[start DATA LINES]
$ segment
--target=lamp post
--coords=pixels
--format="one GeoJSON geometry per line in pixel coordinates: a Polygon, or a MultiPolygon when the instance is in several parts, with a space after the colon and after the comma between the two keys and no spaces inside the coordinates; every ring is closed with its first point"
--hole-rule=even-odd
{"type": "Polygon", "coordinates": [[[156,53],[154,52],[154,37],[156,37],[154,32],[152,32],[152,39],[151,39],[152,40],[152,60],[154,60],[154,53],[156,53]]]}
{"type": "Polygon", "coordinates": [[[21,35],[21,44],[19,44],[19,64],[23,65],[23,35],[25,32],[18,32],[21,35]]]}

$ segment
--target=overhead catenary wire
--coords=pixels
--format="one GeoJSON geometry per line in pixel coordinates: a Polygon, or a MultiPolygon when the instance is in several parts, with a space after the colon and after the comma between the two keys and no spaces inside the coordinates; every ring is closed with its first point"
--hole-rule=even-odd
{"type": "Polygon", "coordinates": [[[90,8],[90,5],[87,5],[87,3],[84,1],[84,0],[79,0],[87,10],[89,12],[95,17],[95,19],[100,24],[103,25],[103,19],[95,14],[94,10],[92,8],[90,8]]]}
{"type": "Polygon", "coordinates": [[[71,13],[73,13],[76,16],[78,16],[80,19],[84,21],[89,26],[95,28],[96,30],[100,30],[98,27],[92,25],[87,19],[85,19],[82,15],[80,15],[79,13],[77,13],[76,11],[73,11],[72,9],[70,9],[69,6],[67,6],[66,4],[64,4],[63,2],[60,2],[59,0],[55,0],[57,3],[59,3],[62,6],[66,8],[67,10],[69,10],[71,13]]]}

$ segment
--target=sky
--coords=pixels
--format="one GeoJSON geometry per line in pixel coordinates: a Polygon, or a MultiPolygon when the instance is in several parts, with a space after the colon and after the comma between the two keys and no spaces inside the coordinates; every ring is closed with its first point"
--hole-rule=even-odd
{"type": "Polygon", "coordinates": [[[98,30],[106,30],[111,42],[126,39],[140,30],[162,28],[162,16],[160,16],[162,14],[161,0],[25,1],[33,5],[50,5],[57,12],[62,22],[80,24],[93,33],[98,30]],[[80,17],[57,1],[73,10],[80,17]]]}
[end DATA LINES]
_PROBLEM DESCRIPTION_.
Copy out every line of the listing above that contains the string "target". Case counts.

_RESPONSE TO THE TASK_.
--target=lamp post
--target=overhead catenary wire
--target=sky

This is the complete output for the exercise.